GOAL: Swap "instance" for "occurrence" in the lines starting at the one that contains "Every instance of the <item>hair clip</item> gets" and ending with the one that contains "238 141 L 243", and reproduce those lines with no other change.

* * *

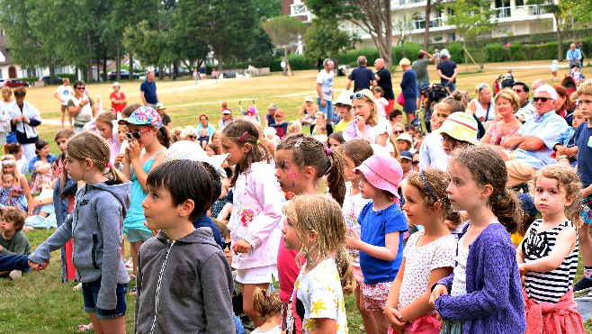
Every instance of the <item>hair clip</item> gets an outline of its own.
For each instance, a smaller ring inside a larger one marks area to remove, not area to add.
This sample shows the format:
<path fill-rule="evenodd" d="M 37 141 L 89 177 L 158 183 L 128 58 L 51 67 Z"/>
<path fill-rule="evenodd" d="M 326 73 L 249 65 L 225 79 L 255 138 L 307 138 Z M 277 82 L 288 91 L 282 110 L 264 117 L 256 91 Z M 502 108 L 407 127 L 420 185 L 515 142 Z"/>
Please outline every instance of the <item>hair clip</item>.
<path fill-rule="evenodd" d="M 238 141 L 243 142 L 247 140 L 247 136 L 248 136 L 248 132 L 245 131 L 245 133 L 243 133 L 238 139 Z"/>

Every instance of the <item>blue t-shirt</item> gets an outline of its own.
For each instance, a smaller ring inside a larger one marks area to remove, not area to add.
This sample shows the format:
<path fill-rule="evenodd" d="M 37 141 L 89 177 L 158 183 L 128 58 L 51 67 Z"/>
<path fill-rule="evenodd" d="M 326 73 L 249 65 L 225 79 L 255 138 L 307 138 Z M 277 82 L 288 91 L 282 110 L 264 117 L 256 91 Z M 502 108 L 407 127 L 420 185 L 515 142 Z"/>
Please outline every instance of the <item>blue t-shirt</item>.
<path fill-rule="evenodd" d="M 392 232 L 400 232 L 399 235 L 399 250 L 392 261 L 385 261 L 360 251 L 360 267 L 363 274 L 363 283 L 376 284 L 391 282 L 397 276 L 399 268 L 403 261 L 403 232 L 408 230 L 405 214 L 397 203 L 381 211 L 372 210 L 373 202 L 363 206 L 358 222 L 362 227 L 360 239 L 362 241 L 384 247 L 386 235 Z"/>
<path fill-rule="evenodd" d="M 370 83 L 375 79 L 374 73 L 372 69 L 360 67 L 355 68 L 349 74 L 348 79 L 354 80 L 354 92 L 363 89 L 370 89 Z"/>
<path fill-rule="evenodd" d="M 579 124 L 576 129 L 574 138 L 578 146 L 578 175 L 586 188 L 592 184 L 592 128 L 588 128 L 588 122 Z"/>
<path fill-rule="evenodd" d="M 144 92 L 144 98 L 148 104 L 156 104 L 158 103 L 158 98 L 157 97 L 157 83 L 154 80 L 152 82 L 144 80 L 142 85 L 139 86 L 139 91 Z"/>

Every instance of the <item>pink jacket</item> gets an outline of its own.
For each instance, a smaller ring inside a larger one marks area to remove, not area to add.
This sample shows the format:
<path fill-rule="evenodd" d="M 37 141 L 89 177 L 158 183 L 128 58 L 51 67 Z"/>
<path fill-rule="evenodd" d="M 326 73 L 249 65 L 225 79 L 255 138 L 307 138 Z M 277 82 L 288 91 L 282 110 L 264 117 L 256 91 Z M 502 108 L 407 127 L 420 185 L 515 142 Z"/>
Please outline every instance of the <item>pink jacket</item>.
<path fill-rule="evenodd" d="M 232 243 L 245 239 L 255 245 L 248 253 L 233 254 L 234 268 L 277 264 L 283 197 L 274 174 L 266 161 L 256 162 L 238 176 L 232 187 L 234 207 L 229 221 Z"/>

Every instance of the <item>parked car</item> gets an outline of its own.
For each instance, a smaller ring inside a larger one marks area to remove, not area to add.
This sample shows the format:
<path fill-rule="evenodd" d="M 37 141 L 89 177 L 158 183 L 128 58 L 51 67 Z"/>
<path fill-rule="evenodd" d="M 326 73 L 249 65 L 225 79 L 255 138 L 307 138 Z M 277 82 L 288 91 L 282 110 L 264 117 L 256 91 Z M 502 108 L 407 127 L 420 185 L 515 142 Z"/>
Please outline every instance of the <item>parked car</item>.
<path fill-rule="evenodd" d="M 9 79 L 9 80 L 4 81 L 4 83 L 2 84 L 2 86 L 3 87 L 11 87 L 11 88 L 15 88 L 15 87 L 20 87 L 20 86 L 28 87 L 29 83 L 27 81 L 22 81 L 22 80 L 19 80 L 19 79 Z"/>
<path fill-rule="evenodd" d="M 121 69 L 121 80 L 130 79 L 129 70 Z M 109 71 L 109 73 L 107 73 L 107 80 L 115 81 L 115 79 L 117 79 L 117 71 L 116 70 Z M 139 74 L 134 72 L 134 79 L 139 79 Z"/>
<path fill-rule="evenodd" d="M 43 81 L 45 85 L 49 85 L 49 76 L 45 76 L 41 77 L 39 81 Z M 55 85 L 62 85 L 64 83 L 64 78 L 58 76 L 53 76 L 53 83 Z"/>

* * *

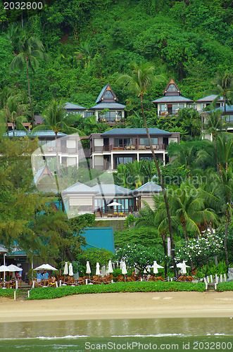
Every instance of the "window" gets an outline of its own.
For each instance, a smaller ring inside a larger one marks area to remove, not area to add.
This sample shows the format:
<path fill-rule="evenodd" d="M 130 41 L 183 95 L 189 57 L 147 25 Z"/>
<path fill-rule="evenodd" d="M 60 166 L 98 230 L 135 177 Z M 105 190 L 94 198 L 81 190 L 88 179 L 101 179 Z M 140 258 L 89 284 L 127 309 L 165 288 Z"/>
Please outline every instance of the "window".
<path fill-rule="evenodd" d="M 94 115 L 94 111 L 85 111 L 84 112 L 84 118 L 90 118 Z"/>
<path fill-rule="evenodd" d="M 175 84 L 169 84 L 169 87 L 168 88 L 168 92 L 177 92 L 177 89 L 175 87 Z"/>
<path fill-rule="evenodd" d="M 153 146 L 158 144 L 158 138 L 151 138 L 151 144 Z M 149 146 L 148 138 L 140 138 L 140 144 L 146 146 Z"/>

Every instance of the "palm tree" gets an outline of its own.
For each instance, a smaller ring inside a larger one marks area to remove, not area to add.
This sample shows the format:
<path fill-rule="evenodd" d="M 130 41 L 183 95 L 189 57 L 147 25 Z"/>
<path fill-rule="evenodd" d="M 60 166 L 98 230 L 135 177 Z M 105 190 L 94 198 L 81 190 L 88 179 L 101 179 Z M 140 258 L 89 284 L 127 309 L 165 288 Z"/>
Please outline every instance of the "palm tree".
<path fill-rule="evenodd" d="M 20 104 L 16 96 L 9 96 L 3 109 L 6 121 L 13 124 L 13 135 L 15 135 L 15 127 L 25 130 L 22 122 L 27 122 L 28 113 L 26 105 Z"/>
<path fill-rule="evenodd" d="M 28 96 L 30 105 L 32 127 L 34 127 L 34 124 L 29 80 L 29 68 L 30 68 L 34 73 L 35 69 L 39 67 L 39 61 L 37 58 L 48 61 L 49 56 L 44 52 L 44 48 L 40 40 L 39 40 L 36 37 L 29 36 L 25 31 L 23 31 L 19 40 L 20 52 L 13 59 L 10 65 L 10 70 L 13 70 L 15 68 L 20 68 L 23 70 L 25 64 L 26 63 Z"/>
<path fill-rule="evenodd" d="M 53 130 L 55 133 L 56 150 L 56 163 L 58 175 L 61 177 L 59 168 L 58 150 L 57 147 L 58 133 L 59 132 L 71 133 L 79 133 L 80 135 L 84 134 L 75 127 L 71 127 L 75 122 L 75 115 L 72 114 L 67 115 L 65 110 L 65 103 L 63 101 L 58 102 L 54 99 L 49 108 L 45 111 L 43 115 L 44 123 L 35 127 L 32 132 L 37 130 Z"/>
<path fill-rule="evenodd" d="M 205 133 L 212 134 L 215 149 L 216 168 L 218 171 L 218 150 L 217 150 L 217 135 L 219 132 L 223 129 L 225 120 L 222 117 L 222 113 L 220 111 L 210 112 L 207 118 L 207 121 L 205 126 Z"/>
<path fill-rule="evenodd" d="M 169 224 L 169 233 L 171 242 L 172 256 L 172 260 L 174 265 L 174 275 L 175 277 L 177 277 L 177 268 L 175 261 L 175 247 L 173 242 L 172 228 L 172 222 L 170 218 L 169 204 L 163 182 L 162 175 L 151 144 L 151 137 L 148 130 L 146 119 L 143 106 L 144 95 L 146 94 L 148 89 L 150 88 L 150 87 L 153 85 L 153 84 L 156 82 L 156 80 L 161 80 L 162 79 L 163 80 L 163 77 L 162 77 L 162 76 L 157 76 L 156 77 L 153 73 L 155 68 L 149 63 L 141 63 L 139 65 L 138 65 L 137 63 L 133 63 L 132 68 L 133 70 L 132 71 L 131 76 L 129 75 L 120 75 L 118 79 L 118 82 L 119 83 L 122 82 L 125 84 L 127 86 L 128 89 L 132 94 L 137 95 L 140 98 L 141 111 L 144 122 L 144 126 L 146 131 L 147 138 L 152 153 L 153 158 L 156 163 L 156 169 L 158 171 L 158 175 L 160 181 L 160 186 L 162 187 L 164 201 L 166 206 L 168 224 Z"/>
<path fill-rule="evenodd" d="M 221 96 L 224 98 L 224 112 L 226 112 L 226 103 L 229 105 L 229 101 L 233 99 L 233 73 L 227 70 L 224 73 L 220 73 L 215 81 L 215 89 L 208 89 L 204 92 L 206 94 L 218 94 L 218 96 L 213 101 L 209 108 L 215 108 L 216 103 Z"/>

* * *

RESPONSE TO THIS EXERCISE:
Every occurrence of the <item>hair clip</item> gets an outline of its own.
For each occurrence, a smaller ring inside a larger one marks area to remove, not area to add.
This sample shows the format:
<path fill-rule="evenodd" d="M 37 141 L 89 177 L 158 183 L 128 58 L 51 67 Z"/>
<path fill-rule="evenodd" d="M 326 73 L 249 65 L 225 79 L 255 138 L 307 138 Z M 277 82 L 288 91 L 282 110 L 264 117 L 256 91 Z M 502 108 L 407 127 L 420 185 L 515 142 Z"/>
Please outline every occurrence of the <item>hair clip</item>.
<path fill-rule="evenodd" d="M 238 141 L 243 142 L 247 140 L 247 136 L 248 136 L 248 132 L 245 131 L 245 133 L 243 133 L 238 139 Z"/>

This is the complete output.